List all lines of the data that include the string "chair".

**Source records**
+-------+

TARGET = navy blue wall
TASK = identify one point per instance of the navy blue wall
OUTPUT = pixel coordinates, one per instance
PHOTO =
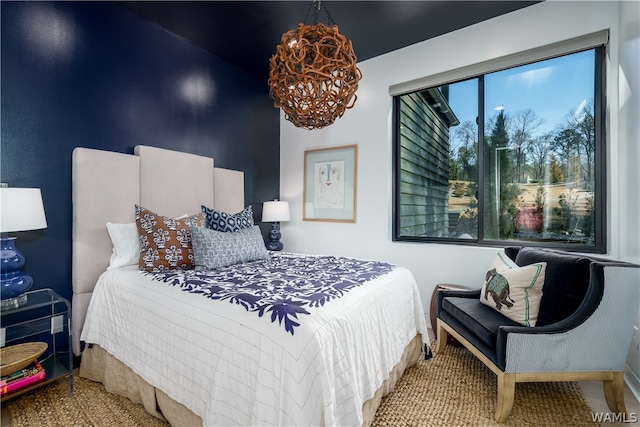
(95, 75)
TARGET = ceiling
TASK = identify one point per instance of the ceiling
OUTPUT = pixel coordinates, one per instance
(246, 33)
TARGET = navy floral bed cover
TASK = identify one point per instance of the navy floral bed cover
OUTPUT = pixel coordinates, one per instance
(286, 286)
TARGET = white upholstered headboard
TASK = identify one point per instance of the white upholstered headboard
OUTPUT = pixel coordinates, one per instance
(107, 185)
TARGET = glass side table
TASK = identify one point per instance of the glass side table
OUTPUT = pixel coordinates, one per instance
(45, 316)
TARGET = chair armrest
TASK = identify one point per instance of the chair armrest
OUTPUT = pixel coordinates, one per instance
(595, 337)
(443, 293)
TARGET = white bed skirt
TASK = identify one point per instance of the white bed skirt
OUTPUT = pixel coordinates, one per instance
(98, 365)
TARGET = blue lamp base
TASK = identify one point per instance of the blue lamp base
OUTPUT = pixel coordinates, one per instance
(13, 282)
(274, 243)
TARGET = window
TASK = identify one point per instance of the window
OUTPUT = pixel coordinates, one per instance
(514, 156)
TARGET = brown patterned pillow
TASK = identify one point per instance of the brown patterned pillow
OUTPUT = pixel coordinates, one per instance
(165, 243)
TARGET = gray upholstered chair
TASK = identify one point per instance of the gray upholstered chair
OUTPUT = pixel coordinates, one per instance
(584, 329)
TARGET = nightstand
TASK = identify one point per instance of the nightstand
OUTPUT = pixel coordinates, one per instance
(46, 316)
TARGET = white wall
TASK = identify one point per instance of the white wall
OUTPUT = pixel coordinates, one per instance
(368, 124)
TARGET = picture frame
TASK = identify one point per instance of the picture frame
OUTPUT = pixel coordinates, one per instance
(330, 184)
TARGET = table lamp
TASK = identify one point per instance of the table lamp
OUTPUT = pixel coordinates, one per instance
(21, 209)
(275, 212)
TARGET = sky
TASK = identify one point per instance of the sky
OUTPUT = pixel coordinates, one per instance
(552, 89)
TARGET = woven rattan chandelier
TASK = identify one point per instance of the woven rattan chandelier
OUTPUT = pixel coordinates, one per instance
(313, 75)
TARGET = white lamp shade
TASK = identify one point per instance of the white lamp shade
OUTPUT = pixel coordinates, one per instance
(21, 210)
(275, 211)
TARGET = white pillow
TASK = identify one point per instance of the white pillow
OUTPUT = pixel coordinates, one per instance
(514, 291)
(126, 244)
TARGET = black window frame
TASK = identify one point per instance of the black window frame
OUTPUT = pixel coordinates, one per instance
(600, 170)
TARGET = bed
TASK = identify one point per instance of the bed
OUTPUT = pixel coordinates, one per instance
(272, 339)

+-------+

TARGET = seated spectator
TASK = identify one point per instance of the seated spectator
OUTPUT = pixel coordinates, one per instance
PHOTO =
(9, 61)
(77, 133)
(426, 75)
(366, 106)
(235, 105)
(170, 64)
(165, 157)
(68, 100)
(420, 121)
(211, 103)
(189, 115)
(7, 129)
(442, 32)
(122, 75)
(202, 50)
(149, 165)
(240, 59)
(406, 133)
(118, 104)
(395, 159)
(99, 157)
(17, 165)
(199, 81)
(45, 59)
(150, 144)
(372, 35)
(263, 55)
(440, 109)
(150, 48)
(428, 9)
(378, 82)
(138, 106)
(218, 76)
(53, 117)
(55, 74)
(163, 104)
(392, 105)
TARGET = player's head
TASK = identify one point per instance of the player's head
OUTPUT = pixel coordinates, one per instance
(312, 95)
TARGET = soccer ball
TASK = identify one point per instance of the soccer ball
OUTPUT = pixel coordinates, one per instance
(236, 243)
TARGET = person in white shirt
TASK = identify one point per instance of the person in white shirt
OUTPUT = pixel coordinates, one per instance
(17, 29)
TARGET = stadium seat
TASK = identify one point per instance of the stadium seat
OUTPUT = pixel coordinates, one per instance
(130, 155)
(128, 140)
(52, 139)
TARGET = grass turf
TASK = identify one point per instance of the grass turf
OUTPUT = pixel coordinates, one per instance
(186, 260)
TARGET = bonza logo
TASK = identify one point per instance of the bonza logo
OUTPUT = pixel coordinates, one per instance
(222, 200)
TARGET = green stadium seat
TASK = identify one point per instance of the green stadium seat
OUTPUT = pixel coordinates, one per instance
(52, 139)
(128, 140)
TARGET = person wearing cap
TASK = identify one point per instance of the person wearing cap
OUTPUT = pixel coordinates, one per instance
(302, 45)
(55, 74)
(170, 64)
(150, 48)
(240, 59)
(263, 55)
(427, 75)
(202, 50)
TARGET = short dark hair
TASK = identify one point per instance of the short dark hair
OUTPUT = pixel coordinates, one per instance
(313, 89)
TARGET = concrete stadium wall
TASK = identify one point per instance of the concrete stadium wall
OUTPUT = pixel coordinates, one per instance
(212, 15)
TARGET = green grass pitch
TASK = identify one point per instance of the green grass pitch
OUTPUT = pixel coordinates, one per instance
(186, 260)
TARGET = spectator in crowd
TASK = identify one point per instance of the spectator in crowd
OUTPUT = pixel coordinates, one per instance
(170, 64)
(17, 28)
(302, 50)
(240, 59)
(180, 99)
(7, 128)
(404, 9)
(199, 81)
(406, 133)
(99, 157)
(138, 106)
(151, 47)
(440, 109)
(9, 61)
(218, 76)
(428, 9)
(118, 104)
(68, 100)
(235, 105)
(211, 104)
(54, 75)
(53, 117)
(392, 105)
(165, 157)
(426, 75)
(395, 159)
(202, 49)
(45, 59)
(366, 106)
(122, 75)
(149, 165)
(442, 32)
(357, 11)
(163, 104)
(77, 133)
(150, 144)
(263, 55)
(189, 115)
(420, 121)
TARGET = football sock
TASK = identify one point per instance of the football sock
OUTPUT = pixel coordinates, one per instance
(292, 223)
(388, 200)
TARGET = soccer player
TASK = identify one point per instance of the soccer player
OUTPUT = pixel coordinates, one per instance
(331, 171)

+-------+

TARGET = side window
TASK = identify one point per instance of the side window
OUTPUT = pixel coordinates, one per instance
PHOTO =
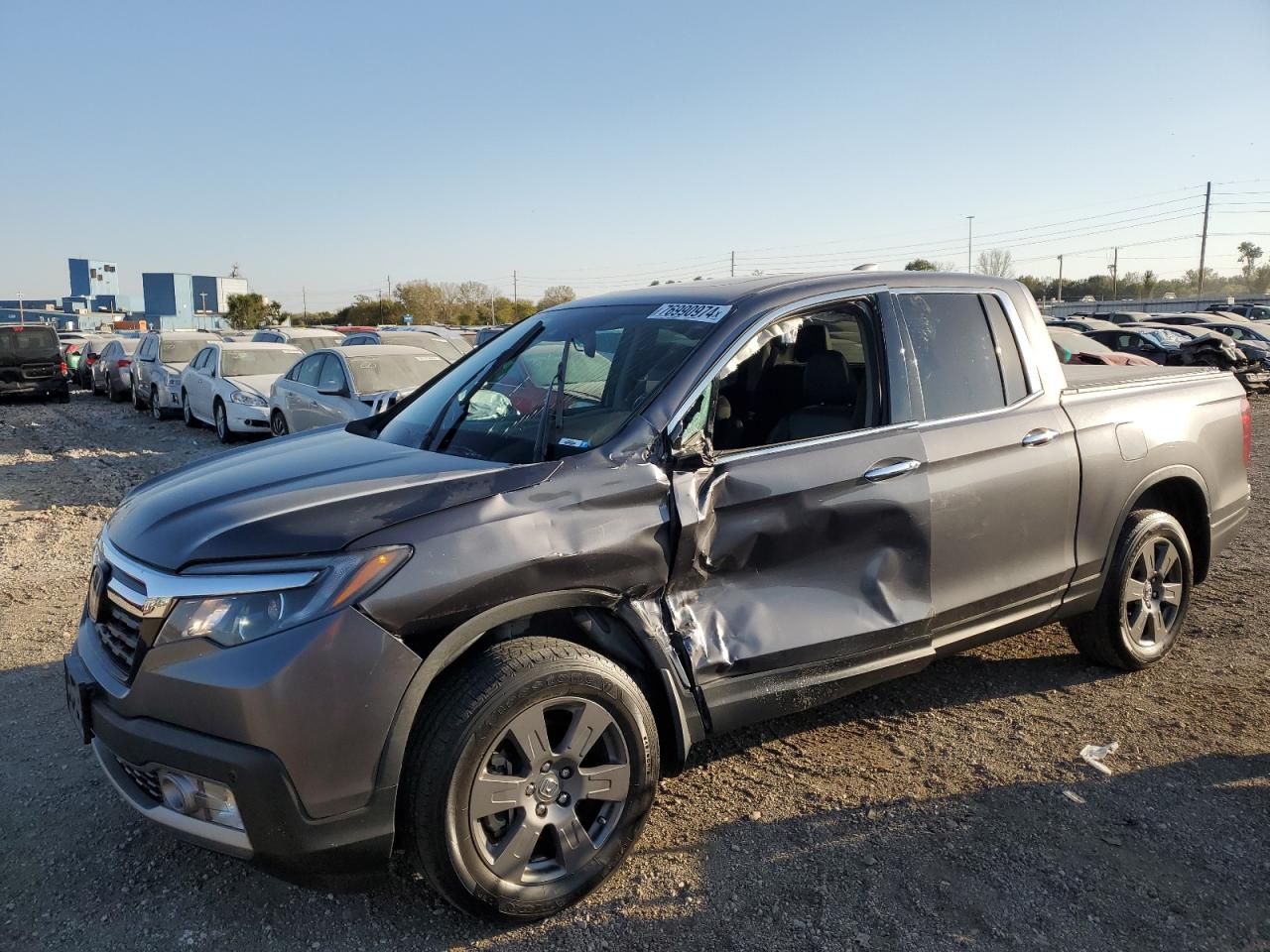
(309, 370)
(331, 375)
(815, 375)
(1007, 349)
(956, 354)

+-------+

**Response**
TARGET = chair armrest
TASK = identify one point per instance of the chair armrest
TARGET = gray upholstered chair
TASK = identify one point per instance of the gray upholstered chair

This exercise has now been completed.